#### TRECHO DA PÁGINA
Eu feliz com a aprovação da lei, no início de 2018, com meu Calvin amado
Luana Ramos Vieira é bacharela em Direito e está se especializando em Ciências Criminais pela ULBRA/RS. Para obtenção do grau, ela escreveu um artigo sobre a Lei Lola, "Os crimes de misoginia e a possível (in)aplicabilidade da Lei no. 13.642/2018". Quando ela me contou, eu pedi para ela redigir um guest post sobre seu trabalho. Está aqui. Eu volto no final.
A Lei Lola, a Lei 13/642/18, atribuiu à Polícia Federal a investigação de "quaisquer crimes praticados por meio da rede mundial de computadores que difundam conteúdo misógino, definidos como aqueles que propagam o ódio ou a aversão às mulheres".
No meu artigo sobre a lei, eu analisei, em um primeiro momento, o fenômeno da violência, por se tratar de uma questão cultural que está presente em todas as sociedades.
A nossa sociedade, por exemplo, entende que a violência pode ser uma fonte de entretenimento, como é o caso das lutas do UFC e MMA. No meio dessa pesquisa, apontei que nós mulheres sofremos violência em função de sermos mulheres -- e por isso a violência contra a mulher tem um viés destacado de gênero.
A Lei Lola foi pioneira ao falar em “misoginia”, pois até então não se tinha utilização desse termo, embora as leis Maria da Penha e o feminicídio tenham claro objetivo de enfrentamento à misoginia. A relevância dessa lei é grande, pois sabemos o quão problemático pode ser o ambiente virtual, onde reina o anonimato, e os discursos de ódio são propagados em qualquer canto.
Procurei identificar uma possível correlação entre liberdade de expressão e discurso de ódio. Nesta busca, verifiquei que muitas pessoas invocam o direito de se expressar, mas, na verdade, estão apenas propagando ódio pelas redes, o que deve ser combatido. A Constituição Federal nos assegura a liberdade de expressão, mas, naturalmente, todos os direitos nela elencados têm limites para que haja um equilíbrio harmônico na vida em sociedade.
Mas o que seriam esses crimes misóginos de que fala a lei? Afinal, o texto deixa isso em aberto. Percebo que crimes que difundam conteúdos misóginos incluem calúnia, difamação, injúria, ameaça, e até induzimento ou instigação ao suicídio, incitação ao crime e apologia ao crime. Todos estes presentes no Código Penal, dentre outros.
A misoginia, como a lei diz, é o ódio ou a aversão às mulheres. Segundo uma das perspectivas do misógino, ele espera determinado comportamento de uma mulher; e, quando a mulher não entrega esse comportamento, isso justifica para ele as diversas formas de violência contra a vítima, seja ela psicológica, física, sexual, patrimonial. A misoginia, enquanto ferramenta da cultura patriarcal e machista da nossa sociedade, interpreta o gênero feminino como inferior ao masculino, justificando as violências e inferiorização da mulher.

#### LINHAS DE DADOS

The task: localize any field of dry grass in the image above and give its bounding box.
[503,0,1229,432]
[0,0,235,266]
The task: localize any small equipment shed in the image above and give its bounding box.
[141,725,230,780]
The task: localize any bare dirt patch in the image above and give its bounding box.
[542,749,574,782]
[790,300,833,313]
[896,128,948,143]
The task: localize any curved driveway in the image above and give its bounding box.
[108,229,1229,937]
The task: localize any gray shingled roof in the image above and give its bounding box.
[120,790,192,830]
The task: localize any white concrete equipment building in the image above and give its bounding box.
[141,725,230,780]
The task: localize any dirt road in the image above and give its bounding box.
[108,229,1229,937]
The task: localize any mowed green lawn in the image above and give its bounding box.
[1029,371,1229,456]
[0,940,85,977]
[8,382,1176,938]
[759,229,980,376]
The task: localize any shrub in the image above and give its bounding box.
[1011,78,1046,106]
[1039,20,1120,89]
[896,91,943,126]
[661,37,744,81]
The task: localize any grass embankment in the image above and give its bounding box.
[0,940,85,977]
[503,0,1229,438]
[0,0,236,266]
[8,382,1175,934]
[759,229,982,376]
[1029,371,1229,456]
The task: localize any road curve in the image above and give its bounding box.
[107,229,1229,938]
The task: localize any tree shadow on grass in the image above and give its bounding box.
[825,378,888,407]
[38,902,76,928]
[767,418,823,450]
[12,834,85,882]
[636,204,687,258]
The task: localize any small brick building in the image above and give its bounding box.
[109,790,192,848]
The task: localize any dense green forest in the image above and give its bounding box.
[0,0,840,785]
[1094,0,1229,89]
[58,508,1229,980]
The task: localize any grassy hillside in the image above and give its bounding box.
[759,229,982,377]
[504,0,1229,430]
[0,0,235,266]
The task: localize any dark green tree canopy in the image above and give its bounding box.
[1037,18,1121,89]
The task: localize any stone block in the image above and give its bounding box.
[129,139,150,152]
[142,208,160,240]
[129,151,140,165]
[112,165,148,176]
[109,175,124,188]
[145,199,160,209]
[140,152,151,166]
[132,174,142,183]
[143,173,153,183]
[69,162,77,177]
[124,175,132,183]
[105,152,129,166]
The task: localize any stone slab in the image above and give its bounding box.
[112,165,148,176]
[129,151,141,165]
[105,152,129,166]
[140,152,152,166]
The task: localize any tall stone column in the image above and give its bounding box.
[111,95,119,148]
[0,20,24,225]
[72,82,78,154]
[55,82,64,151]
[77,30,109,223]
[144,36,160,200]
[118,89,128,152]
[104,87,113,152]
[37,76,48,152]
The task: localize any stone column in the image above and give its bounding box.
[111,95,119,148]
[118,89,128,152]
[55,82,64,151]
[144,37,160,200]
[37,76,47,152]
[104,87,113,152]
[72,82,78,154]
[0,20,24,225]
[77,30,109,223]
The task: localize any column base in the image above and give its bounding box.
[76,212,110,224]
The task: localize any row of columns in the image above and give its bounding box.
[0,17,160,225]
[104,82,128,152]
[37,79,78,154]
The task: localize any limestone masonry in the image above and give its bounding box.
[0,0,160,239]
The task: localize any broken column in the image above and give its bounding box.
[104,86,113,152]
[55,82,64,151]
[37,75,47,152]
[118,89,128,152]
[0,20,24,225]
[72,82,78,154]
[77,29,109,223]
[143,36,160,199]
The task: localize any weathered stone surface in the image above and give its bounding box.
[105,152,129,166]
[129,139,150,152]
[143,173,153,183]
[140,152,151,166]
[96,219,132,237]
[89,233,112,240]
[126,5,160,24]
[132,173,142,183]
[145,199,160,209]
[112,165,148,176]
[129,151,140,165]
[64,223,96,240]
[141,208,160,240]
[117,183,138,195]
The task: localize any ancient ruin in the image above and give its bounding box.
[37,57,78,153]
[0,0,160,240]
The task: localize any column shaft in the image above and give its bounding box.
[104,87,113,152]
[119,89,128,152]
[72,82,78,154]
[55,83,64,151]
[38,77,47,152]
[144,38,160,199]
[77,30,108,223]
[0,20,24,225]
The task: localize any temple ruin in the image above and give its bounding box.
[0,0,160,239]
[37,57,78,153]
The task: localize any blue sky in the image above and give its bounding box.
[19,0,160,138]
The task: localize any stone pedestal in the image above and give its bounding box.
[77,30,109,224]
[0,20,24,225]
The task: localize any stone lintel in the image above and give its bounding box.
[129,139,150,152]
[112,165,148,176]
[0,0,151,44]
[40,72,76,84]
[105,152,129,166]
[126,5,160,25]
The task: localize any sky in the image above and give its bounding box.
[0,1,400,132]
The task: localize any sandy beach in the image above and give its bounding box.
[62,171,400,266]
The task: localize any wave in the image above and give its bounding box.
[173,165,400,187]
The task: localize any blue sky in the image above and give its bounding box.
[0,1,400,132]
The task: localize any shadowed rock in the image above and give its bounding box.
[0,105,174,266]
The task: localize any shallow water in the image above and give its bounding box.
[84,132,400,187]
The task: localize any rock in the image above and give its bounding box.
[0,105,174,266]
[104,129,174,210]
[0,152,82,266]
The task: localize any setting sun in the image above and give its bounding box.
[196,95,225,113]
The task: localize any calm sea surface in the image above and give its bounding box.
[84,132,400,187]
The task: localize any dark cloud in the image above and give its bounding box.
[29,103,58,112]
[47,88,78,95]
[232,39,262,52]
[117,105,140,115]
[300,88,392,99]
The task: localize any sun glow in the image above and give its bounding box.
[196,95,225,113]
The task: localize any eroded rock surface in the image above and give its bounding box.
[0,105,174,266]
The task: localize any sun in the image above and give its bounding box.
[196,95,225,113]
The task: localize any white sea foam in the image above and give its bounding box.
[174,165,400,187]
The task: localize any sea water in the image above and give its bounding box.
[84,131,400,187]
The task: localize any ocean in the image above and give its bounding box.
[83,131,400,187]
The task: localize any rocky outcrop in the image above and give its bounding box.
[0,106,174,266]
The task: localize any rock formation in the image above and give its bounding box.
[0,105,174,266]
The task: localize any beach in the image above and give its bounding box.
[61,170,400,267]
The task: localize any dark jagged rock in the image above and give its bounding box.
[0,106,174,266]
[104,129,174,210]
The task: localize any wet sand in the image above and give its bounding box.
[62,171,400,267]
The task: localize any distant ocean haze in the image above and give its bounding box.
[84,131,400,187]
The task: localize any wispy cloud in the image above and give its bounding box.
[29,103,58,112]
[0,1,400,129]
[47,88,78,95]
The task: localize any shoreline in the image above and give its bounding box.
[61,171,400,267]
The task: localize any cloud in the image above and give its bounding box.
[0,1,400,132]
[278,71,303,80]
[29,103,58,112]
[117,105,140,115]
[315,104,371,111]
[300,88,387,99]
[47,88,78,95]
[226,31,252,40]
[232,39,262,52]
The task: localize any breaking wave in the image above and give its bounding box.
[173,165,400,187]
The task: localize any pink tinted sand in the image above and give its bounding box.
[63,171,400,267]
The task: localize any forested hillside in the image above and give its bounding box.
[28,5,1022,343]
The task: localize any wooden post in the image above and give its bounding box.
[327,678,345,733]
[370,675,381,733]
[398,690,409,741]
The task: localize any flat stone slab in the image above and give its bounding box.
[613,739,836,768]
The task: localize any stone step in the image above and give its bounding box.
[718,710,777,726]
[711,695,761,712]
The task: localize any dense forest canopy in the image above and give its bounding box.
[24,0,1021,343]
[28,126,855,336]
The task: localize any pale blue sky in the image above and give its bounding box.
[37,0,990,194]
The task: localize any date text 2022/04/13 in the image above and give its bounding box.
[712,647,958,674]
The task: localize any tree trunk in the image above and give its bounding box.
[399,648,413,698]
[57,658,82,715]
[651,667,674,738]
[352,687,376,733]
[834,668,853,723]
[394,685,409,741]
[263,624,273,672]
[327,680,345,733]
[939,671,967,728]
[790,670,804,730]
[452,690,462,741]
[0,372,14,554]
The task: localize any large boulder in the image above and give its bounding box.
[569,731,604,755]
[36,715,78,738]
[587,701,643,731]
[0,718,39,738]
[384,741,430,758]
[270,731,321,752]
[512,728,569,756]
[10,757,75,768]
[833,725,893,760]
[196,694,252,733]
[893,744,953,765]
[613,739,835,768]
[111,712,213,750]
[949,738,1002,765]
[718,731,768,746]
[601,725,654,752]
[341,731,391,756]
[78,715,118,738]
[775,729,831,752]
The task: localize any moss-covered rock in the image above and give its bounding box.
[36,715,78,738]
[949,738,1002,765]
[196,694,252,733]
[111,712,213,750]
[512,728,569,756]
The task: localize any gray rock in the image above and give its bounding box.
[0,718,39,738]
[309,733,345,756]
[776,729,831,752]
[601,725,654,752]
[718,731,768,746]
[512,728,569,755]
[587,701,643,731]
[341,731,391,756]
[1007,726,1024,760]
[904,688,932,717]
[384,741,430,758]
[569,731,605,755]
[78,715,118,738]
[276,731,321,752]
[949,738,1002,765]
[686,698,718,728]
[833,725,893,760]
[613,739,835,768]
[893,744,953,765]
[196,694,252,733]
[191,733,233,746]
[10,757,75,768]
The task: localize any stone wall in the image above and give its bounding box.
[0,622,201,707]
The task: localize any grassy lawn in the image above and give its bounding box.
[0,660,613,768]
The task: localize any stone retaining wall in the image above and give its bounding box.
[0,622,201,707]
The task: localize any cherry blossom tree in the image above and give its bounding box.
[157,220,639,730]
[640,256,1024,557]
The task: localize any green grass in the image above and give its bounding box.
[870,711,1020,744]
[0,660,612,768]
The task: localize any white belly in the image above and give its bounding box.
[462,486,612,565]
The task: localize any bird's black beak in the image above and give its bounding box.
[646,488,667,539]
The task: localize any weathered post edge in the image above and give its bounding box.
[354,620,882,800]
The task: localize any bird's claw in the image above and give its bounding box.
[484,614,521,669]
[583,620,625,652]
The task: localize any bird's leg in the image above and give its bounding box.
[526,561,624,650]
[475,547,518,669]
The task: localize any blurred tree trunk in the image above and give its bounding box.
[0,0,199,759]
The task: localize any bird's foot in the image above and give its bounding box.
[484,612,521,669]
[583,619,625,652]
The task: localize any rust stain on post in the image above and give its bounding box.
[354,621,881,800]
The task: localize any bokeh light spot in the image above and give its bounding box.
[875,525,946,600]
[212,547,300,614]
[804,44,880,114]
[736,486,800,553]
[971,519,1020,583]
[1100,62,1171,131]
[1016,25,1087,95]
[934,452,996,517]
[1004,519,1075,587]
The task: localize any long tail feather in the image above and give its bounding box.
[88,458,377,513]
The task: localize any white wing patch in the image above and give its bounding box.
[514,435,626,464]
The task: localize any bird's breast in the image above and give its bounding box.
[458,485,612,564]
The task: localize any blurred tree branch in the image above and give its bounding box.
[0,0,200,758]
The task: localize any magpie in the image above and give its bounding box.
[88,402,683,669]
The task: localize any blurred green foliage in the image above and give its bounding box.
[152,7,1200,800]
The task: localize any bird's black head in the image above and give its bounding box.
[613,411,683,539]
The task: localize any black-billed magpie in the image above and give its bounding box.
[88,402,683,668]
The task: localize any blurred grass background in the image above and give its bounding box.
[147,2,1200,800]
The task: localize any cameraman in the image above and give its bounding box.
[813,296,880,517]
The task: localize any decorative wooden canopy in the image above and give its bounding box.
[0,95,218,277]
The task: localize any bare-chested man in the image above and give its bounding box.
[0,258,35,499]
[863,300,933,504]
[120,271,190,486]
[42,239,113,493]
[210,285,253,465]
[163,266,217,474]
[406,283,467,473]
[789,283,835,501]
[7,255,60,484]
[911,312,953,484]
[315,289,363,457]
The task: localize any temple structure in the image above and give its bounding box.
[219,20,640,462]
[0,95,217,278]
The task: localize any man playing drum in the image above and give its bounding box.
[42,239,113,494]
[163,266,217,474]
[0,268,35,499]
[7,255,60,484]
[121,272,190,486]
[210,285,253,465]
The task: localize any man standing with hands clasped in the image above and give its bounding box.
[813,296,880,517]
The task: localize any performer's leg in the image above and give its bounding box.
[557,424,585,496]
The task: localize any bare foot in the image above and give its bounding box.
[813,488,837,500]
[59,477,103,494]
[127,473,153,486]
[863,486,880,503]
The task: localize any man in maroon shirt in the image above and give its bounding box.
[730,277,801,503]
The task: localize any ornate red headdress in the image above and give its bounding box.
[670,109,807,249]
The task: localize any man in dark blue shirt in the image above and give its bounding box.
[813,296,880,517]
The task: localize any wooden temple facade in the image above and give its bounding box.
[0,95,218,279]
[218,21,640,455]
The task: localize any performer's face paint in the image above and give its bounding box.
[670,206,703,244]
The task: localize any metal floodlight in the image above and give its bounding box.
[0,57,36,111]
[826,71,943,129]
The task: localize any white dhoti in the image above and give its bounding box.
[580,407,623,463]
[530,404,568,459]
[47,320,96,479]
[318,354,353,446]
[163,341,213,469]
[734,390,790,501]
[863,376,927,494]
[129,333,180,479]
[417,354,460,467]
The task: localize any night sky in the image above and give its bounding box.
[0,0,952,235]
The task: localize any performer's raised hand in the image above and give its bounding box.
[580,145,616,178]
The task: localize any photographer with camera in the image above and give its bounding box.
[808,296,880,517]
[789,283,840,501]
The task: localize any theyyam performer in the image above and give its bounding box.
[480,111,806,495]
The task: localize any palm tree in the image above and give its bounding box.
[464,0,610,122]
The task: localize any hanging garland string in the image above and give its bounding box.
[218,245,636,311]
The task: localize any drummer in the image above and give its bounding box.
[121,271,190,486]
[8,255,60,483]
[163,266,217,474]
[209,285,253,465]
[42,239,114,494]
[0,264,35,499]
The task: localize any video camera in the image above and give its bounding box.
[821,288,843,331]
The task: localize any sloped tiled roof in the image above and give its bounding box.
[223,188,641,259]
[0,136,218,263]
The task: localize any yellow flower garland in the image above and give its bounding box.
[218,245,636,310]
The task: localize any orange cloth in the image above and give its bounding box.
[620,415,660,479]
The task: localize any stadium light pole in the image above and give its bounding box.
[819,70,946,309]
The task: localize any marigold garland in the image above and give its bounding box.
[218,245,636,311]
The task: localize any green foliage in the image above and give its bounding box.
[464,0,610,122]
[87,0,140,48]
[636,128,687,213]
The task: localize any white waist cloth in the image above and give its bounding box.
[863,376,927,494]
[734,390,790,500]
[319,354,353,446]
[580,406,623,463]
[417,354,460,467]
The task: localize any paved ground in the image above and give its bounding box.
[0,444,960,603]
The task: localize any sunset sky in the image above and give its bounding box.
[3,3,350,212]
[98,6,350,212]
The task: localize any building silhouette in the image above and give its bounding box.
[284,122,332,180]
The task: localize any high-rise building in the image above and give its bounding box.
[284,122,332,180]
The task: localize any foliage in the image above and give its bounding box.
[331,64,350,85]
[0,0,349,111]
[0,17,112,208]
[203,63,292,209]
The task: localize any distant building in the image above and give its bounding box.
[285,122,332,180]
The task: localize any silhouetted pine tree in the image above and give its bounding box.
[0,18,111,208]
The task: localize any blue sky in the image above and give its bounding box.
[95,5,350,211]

#### TAREFAS PROPOSTAS
• a. Reescreva o trecho do texto sobre a Lei Lola que vai de "A Lei Lola foi" até "em qualquer canto.", trocando "ambiente virtual" por "meio digital".
• b. As afirmações abaixo concordam com o texto sobre a Lei Lola? (i) Luana Ramos Vieira está se especializando em Ciências Criminais. (ii) A Lei Maria da Penha foi a primeira a usar o termo "misoginia". (iii) O texto da lei define com precisão quais são os crimes misóginos. Responda sim ou não a cada uma e cite as palavras do texto que decidem.
• c. Como continua o texto sobre a Lei Lola depois da última frase apresentada? Escreva a continuação.

#### RESULTADOS DAS TAREFAS
• a.
A Lei Lola foi pioneira ao falar em “misoginia”, pois até então não se tinha utilização desse termo, embora as leis Maria da Penha e o feminicídio tenham claro objetivo de enfrentamento à misoginia. A relevância dessa lei é grande, pois sabemos o quão problemático pode ser o meio digital, onde reina o anonimato, e os discursos de ódio são propagados em qualquer canto.

• b.
(i) Sim: "está se especializando em Ciências Criminais pela ULBRA/RS".
(ii) Não: "A Lei Lola foi pioneira ao falar em “misoginia”, pois até então não se tinha utilização desse termo".
(iii) Não: "Afinal, o texto deixa isso em aberto."

• c.
Para verificar a aplicabilidade da lei em casos concretos, eu realizei pesquisas de julgados nos sites do TJ/RS, TJ/SP e do TJ/RJ, no mês de maio de 2019. A busca se limitou aos termos “Lei Lola 13.642/18”, “Lei Lola” e “Lei 13.642/18”, “crime de misoginia”, “misoginia” e “misógino”. A pesquisa não retornou resultados.
Diante da ausência de resultados, questionei: seria a lei muito recente para aparecer nas buscas? Os termos que utilizei não estariam sendo utilizados pelos operadores do direito? Ou seria apenas o Estado utilizando o Direito Penal simbólico?
Chamamos de Direito Penal simbólico quando o Estado faz uma lei que não apresenta aplicabilidade fática. Na época da pesquisa (maio 2019), a lei já tinha mais de um ano de vigência e não localizei nada. A hipótese indigesta é que o poder público se propôs à cura de um problema, sem oferecer um remédio efetivo.
O que proponho é que a mudança de paradigmas por meio da educação consiste em uma opção relevante para desmontar o pensamento misógino, que foi criado, aprendido e passado ao longo do tempo e, portanto, pode ser modificado. Afinal, é mais produtivo prevenir os crimes do que ter de puni-los.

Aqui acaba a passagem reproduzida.